_OBJECTIVE:_
Look for the line containing "Could you point to the blank" in the listing below. Retype that line and every subsequent line through the last one, and only those.

######

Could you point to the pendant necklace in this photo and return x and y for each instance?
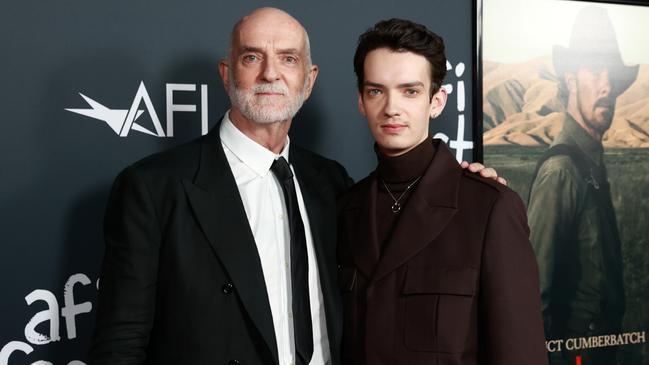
(396, 207)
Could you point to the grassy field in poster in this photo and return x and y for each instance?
(628, 172)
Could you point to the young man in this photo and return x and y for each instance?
(434, 262)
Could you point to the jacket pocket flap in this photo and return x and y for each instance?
(452, 281)
(346, 278)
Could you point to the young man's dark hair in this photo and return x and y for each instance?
(400, 35)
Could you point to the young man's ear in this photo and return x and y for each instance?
(361, 106)
(438, 102)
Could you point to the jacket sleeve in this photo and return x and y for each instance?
(127, 286)
(551, 213)
(509, 304)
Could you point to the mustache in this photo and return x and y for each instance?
(604, 103)
(276, 87)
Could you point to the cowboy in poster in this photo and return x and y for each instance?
(571, 216)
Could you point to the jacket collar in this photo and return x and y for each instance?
(429, 209)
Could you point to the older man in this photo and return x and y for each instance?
(572, 221)
(223, 250)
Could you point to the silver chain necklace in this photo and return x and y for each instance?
(396, 207)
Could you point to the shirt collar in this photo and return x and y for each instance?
(252, 154)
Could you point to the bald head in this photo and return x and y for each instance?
(269, 19)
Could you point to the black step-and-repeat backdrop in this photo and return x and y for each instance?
(89, 87)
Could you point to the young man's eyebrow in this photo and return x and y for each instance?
(411, 84)
(372, 84)
(261, 50)
(400, 86)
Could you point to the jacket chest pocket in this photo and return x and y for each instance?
(439, 308)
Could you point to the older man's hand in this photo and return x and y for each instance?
(487, 172)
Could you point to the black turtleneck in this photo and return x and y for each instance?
(397, 173)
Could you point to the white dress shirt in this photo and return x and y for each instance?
(263, 201)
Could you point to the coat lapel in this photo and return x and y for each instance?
(427, 212)
(360, 217)
(216, 202)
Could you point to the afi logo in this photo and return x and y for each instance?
(122, 121)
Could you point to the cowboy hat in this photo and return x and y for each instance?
(593, 43)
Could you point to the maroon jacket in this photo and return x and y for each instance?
(457, 282)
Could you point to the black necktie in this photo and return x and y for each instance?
(302, 328)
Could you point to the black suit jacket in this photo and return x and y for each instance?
(181, 281)
(457, 282)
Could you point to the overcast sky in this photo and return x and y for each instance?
(516, 31)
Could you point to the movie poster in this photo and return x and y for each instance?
(565, 93)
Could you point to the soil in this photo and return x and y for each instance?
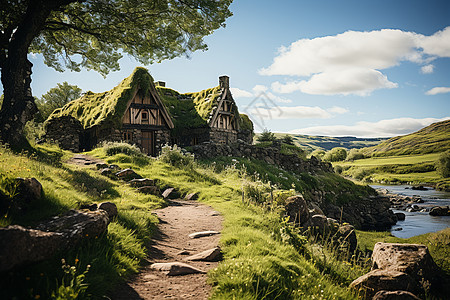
(177, 221)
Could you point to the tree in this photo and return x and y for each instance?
(335, 154)
(57, 97)
(266, 136)
(92, 34)
(443, 164)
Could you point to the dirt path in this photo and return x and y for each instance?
(177, 221)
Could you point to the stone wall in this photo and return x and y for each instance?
(270, 155)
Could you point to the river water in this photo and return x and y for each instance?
(417, 223)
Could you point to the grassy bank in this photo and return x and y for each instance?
(265, 258)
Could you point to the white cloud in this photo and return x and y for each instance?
(427, 69)
(334, 63)
(238, 93)
(338, 110)
(290, 112)
(438, 90)
(383, 128)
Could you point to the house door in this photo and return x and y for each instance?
(148, 142)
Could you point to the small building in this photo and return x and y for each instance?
(149, 115)
(132, 112)
(208, 116)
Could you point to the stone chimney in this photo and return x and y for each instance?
(224, 82)
(160, 83)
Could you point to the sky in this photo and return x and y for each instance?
(334, 68)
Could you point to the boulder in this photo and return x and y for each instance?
(440, 211)
(390, 280)
(127, 175)
(400, 216)
(191, 196)
(151, 189)
(394, 295)
(20, 246)
(213, 254)
(413, 259)
(200, 234)
(297, 210)
(346, 236)
(110, 208)
(142, 182)
(175, 268)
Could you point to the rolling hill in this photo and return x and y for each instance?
(431, 139)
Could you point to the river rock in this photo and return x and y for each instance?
(175, 268)
(384, 279)
(400, 216)
(440, 211)
(200, 234)
(297, 209)
(394, 295)
(213, 254)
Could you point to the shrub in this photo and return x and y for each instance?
(335, 154)
(113, 148)
(175, 157)
(443, 164)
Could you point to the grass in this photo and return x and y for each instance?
(265, 257)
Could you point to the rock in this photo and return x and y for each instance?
(101, 166)
(213, 254)
(171, 193)
(127, 175)
(175, 268)
(394, 295)
(440, 211)
(400, 216)
(142, 182)
(91, 207)
(20, 246)
(110, 208)
(152, 190)
(29, 189)
(197, 235)
(297, 210)
(106, 172)
(318, 224)
(413, 259)
(191, 196)
(390, 280)
(78, 224)
(346, 236)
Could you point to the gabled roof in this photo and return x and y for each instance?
(107, 109)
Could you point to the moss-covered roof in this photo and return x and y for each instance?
(107, 108)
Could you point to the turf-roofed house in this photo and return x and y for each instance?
(208, 116)
(132, 112)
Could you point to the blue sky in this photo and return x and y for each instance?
(362, 68)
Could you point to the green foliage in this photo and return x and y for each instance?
(443, 164)
(335, 154)
(57, 97)
(175, 157)
(266, 136)
(354, 154)
(106, 109)
(434, 138)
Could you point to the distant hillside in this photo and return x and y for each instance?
(311, 143)
(431, 139)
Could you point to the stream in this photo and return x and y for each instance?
(417, 223)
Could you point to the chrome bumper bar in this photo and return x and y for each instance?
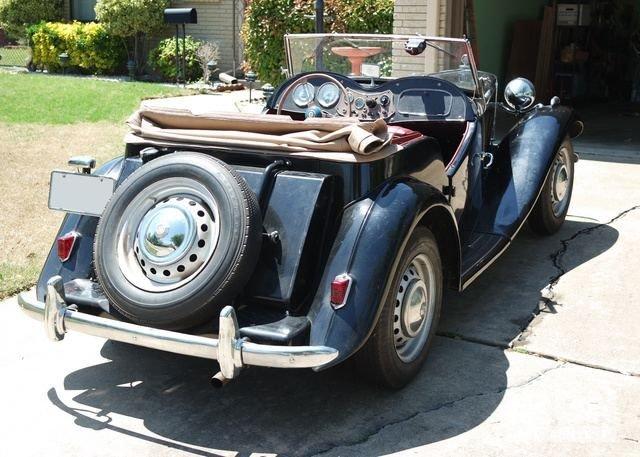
(230, 350)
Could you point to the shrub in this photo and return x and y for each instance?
(267, 21)
(90, 48)
(207, 52)
(133, 20)
(17, 15)
(361, 16)
(163, 59)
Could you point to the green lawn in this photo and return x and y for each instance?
(45, 119)
(49, 99)
(15, 56)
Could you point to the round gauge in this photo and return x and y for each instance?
(328, 95)
(303, 94)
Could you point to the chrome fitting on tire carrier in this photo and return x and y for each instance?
(230, 350)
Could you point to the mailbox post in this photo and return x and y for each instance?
(181, 16)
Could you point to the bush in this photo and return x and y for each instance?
(361, 16)
(267, 21)
(134, 21)
(17, 15)
(163, 59)
(90, 48)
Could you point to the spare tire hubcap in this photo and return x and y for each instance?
(168, 240)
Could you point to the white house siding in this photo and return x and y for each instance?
(215, 24)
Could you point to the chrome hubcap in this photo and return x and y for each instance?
(168, 234)
(561, 180)
(174, 239)
(414, 308)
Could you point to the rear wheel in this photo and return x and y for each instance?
(398, 346)
(177, 241)
(552, 206)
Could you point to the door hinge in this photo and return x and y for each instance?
(449, 190)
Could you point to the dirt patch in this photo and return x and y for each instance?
(29, 154)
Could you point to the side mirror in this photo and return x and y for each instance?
(520, 94)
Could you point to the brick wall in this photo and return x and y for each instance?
(411, 17)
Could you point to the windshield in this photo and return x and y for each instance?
(383, 56)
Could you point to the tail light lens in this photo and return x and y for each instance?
(66, 243)
(340, 287)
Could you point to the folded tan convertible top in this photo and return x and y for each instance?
(191, 121)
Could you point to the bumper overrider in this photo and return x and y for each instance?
(230, 350)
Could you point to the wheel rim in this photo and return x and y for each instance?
(167, 234)
(561, 182)
(414, 308)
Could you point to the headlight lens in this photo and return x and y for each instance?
(328, 95)
(303, 94)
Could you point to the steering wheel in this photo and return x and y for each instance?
(306, 78)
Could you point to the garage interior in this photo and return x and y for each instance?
(586, 52)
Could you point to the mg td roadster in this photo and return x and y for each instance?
(325, 228)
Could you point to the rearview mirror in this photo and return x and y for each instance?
(520, 94)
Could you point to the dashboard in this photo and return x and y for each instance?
(334, 95)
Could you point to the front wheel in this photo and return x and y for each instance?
(552, 206)
(398, 346)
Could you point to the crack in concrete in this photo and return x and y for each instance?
(448, 404)
(546, 302)
(557, 256)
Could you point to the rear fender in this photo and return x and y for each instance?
(80, 264)
(522, 161)
(368, 247)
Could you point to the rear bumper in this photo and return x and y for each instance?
(230, 350)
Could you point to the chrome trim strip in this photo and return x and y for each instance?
(231, 351)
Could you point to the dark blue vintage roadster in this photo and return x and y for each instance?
(323, 229)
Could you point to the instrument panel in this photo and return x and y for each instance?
(333, 95)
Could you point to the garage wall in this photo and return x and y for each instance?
(494, 19)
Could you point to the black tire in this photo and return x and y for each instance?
(228, 263)
(544, 220)
(378, 360)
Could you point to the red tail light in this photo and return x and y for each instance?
(340, 287)
(66, 244)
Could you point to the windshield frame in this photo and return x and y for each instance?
(477, 91)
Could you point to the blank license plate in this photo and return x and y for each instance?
(80, 193)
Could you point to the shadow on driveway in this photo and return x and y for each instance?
(304, 413)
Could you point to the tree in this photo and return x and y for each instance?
(133, 21)
(17, 15)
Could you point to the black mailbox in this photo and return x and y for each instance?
(180, 16)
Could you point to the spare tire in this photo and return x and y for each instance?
(177, 241)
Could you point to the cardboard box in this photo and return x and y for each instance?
(571, 14)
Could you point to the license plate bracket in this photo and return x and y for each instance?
(80, 193)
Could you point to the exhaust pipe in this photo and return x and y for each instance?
(219, 381)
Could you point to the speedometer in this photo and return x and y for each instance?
(303, 94)
(328, 95)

######

_FULL RESPONSE:_
Could you point to the blank license plate in this photo and return x and y for each instance?
(80, 193)
Could you point to the shadow on driveway in this photo and return x and y for each instance?
(304, 413)
Could you point to the tree in this photo and return x and y for each instance?
(133, 21)
(17, 15)
Could you point to the black mailbox in this photo and return x and y for each instance?
(180, 16)
Could you point to the spare tire in this photo and return x and y for each instance?
(177, 241)
Could you point to the cardboard box in this photo and return x and y for each instance?
(571, 14)
Could you point to the license plate bracket in this photo and return x and y for each instance?
(80, 193)
Could you point to the exhaust pipe in this photo and return x and y for each instance?
(219, 381)
Could you point to the speedometer in this photo and return x and y for each instance?
(303, 94)
(328, 95)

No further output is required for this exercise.